- _Given instruction_
List every line of the items below that contains the string "white", treating case as significant.
⟨
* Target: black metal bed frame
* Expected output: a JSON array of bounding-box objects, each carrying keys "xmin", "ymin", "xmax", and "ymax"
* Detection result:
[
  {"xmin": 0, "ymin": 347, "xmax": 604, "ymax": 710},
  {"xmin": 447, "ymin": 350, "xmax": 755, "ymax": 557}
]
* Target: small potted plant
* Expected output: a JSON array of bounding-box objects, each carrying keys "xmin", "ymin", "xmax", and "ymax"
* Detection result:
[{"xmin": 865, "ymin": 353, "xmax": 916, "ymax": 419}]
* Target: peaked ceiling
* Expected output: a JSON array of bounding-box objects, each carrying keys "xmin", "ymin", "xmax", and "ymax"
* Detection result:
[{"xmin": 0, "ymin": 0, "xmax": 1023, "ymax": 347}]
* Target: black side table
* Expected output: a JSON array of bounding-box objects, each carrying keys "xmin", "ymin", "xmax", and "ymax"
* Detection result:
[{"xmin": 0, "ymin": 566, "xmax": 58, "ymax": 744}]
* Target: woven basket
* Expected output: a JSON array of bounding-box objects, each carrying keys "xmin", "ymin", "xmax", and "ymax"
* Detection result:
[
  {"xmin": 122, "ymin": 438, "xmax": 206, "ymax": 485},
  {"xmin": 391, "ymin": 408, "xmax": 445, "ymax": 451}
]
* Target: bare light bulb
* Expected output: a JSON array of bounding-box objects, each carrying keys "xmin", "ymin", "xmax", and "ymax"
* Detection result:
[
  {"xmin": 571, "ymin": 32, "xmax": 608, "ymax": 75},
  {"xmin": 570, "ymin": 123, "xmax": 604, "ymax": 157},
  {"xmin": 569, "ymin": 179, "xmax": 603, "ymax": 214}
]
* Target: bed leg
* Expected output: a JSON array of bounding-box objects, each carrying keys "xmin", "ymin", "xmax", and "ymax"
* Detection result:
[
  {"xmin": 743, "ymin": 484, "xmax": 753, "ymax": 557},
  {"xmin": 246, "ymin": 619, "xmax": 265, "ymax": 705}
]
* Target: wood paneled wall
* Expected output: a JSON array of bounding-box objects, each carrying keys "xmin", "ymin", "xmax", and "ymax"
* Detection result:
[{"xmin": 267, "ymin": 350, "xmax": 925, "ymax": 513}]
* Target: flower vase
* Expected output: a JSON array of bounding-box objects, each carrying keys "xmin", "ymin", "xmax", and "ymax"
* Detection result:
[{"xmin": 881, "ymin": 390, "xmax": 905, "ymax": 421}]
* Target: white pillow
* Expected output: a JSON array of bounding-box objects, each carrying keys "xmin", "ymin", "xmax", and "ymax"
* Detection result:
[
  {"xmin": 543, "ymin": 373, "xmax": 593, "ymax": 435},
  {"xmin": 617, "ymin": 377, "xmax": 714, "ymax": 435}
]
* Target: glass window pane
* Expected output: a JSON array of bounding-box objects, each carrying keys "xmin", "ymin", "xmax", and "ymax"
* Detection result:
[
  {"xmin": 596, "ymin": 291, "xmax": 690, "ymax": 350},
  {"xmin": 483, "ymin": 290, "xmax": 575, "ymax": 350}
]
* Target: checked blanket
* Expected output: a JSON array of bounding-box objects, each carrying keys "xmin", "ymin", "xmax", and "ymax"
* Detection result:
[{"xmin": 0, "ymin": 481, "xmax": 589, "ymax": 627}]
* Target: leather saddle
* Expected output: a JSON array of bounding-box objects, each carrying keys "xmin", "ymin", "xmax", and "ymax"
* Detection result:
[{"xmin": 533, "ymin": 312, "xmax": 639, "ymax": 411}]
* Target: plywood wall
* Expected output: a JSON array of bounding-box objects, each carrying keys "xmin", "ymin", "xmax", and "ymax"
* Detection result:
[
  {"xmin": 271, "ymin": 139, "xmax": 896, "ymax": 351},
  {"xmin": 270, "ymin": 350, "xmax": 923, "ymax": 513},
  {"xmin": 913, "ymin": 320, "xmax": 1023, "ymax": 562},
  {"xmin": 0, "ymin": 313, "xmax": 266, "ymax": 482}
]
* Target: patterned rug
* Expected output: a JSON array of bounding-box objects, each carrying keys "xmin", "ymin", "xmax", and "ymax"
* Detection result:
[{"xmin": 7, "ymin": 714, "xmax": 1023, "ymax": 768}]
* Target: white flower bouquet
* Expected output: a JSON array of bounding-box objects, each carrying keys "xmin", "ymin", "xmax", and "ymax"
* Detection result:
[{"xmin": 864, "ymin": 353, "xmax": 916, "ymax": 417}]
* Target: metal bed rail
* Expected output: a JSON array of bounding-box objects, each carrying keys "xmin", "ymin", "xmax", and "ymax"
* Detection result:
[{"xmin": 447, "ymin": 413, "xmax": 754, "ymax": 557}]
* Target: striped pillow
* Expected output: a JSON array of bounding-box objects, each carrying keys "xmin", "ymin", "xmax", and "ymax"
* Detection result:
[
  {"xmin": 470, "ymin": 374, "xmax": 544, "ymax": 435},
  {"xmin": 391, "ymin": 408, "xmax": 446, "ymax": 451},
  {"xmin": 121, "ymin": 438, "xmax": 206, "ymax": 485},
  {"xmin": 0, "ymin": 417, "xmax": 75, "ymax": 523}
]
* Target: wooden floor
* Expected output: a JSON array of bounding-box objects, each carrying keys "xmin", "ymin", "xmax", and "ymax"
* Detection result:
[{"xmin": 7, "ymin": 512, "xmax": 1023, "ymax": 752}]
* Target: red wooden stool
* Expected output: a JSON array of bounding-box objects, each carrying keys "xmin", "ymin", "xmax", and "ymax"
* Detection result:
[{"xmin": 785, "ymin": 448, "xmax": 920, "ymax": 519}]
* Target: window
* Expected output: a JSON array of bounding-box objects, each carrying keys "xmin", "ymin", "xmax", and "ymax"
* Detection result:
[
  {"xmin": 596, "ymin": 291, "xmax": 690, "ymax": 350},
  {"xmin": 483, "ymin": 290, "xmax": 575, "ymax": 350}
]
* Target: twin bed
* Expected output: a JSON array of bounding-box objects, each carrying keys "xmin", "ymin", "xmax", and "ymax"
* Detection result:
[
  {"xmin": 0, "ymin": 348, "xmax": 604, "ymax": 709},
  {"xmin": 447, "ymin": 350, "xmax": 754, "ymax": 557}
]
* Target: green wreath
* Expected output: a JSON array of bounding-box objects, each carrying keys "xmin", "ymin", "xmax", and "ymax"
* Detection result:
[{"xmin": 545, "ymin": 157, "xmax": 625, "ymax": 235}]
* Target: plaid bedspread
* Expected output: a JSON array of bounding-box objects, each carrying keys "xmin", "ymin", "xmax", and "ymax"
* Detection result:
⟩
- _Result for this exercise_
* Target: white pillow
* Target: white flower bouquet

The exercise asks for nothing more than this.